**PROBLEM DESCRIPTION**
Rewrite the records from the beginning through the line that contains "<point>279,85</point>", substituting "car window" for "side window" and leaving everything else the same. Omit the pictures from your answer.

**TASK DATA**
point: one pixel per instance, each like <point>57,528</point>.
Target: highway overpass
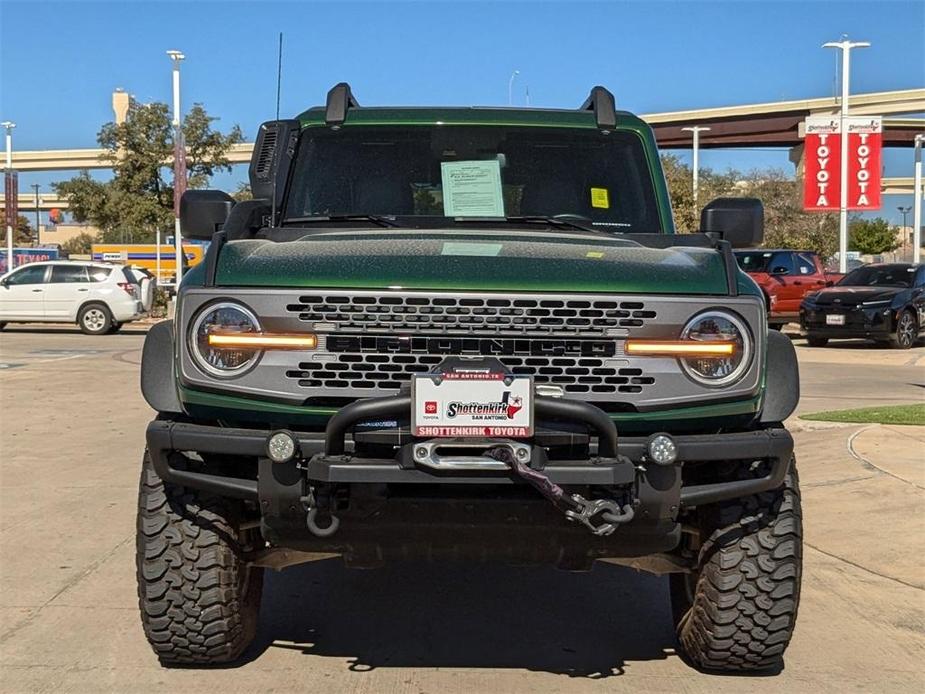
<point>770,124</point>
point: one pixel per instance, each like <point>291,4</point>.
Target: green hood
<point>466,260</point>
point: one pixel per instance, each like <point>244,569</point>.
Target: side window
<point>69,274</point>
<point>99,274</point>
<point>782,263</point>
<point>33,274</point>
<point>805,264</point>
<point>919,277</point>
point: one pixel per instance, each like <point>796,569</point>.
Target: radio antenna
<point>279,85</point>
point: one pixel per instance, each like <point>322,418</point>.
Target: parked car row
<point>98,297</point>
<point>785,276</point>
<point>884,302</point>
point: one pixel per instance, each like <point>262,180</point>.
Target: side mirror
<point>740,221</point>
<point>203,212</point>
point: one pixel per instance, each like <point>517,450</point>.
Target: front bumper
<point>876,323</point>
<point>325,457</point>
<point>401,507</point>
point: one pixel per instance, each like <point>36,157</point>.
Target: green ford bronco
<point>468,334</point>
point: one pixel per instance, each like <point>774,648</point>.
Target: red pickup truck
<point>785,276</point>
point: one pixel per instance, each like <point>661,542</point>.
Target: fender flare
<point>782,392</point>
<point>158,385</point>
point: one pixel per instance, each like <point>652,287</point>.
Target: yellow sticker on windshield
<point>600,197</point>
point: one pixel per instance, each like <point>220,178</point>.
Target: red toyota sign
<point>822,163</point>
<point>865,143</point>
<point>11,197</point>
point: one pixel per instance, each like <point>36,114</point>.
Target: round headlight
<point>718,326</point>
<point>223,318</point>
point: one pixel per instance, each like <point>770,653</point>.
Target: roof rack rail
<point>340,98</point>
<point>601,101</point>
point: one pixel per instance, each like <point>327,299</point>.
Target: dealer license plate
<point>473,404</point>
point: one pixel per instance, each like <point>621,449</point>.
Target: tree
<point>81,244</point>
<point>243,192</point>
<point>872,236</point>
<point>786,224</point>
<point>139,198</point>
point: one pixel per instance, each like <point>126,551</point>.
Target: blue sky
<point>59,62</point>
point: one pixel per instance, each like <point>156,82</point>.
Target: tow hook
<point>329,522</point>
<point>600,516</point>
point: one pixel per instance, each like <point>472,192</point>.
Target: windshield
<point>879,276</point>
<point>437,175</point>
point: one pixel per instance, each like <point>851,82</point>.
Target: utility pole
<point>696,130</point>
<point>845,46</point>
<point>9,125</point>
<point>917,201</point>
<point>178,167</point>
<point>35,187</point>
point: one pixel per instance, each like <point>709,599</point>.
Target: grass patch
<point>890,414</point>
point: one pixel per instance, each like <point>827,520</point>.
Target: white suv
<point>97,296</point>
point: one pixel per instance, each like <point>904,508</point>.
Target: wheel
<point>199,600</point>
<point>738,609</point>
<point>94,319</point>
<point>906,330</point>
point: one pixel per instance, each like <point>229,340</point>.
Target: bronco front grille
<point>474,315</point>
<point>391,371</point>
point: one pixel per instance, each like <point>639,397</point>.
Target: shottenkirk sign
<point>822,158</point>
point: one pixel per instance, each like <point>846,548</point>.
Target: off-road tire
<point>199,601</point>
<point>907,330</point>
<point>94,319</point>
<point>738,611</point>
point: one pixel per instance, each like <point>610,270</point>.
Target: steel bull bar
<point>614,459</point>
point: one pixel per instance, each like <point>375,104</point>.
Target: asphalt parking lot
<point>71,438</point>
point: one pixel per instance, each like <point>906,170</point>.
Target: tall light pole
<point>845,46</point>
<point>917,201</point>
<point>904,211</point>
<point>696,130</point>
<point>35,187</point>
<point>9,125</point>
<point>510,88</point>
<point>177,57</point>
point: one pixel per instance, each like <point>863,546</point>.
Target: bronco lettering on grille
<point>408,344</point>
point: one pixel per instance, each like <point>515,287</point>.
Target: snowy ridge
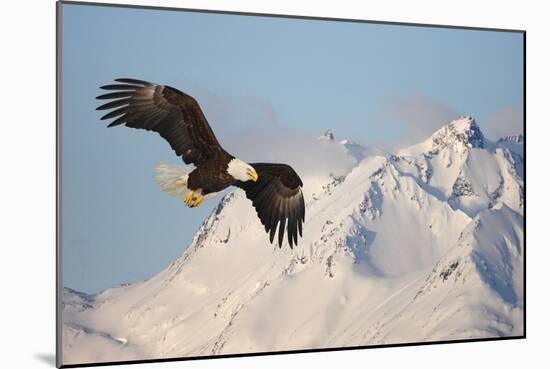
<point>423,245</point>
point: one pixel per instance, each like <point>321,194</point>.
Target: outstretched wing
<point>277,197</point>
<point>176,116</point>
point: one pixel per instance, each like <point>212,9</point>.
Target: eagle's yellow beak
<point>251,173</point>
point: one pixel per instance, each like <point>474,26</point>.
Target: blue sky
<point>254,77</point>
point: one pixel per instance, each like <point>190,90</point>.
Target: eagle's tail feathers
<point>172,179</point>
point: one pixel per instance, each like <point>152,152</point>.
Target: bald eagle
<point>274,189</point>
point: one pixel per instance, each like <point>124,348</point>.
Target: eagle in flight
<point>274,189</point>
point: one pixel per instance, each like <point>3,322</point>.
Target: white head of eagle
<point>241,171</point>
<point>274,189</point>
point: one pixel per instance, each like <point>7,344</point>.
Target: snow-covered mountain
<point>423,245</point>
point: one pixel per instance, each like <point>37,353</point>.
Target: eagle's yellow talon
<point>198,200</point>
<point>189,198</point>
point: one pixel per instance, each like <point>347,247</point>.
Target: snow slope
<point>423,245</point>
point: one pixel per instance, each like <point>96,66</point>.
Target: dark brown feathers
<point>278,200</point>
<point>176,116</point>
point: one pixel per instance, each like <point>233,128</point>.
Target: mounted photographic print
<point>236,184</point>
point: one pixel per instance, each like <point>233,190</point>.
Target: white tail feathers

**WRITTEN RESPONSE**
point: one pixel per instance, each like <point>57,528</point>.
Target: highway overpass
<point>770,124</point>
point: one pixel per instance, each like <point>291,4</point>.
Target: green hood
<point>466,260</point>
point: one pixel per instance, each like <point>244,569</point>.
Target: car window
<point>69,274</point>
<point>99,274</point>
<point>782,263</point>
<point>33,274</point>
<point>805,264</point>
<point>919,277</point>
point: one pixel per instance, each like <point>796,569</point>.
Target: radio antenna
<point>279,85</point>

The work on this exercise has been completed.